● SUPPLIED TEXT:
|---|
Embracing a competitive and digital future for utilities.
Jack Azagury is the global managing director for Accenture Smart Grid Services and leads Accenture’s Digitally Enabled Grid research program.
Distribution utilities are facing unprecedented challenges on multiple fronts; indeed, there’s even a debate that goes as far as questioning the distribution utility’s very survival. More specifically, we’re seeing a four-pronged threat from increasing cost pressures and regulatory mandates; rapid growth of distributed generation, including solar, storage, and microgrids; continued pressure to improve reliability and response to extreme weather events; and evolving consumer expectations with a continued decline in consumers’ trust. In fact, our research has shown that today, consumer trust in utilities is the lowest that it’s been in four years, with only 24 percent of consumers trusting their energy provider to offer advice on energy efficiency.1
These threats taken standalone are surmountable but put together they have the potential to reshape the industry as we know it. Many utilities are actively discussing the scenario where solar PV combined with storage reach grid parity (which will happen in the next 10 to 15 years in some markets). In an extreme case, this could result in a dangerous spiral where the grid is relegated to the role of backup provider and operators are forced to spread their fixed network-related costs across fewer customers, thereby driving up energy prices and further accelerating defections.
|---|
● RECORDS PROVIDED:
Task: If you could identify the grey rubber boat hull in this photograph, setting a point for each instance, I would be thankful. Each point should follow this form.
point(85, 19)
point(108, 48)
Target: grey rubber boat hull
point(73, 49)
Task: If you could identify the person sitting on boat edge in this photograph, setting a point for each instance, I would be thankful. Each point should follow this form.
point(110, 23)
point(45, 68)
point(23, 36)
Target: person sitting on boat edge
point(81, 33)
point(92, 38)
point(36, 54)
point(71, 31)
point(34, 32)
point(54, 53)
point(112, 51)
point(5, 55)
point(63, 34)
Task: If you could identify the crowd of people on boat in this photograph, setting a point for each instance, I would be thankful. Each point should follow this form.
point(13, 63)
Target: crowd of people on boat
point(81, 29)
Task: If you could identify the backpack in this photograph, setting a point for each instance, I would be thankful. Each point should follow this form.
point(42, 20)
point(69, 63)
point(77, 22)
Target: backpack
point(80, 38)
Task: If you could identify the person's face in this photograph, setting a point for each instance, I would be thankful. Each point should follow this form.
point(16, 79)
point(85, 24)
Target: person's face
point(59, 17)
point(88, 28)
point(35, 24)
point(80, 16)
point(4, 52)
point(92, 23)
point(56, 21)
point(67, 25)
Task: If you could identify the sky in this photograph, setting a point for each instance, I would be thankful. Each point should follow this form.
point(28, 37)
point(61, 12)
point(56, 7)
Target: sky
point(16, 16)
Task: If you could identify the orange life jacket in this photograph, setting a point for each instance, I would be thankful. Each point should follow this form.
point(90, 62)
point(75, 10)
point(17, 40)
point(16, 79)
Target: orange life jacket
|---|
● EXERCISE REQUIREMENTS:
- 1) In the text on distribution utilities, what share of consumers trust their energy provider to offer advice on energy efficiency?
- 2) Write the next part of the text on distribution utilities, starting after its final sentence.

● ANSWERS PROVIDED:
- 1) Only 24 percent.

- 2)
This simplistic scenario fails to factor in space limitations in urban environments to accommodate solar PV and storage at scale, as well as significant hurdles in battery technology, and the fact that many consumers will always favor the convenience of being grid connected. Nevertheless, disruptive trends represent a serious threat that many utilities have started to focus on over the past two to three years.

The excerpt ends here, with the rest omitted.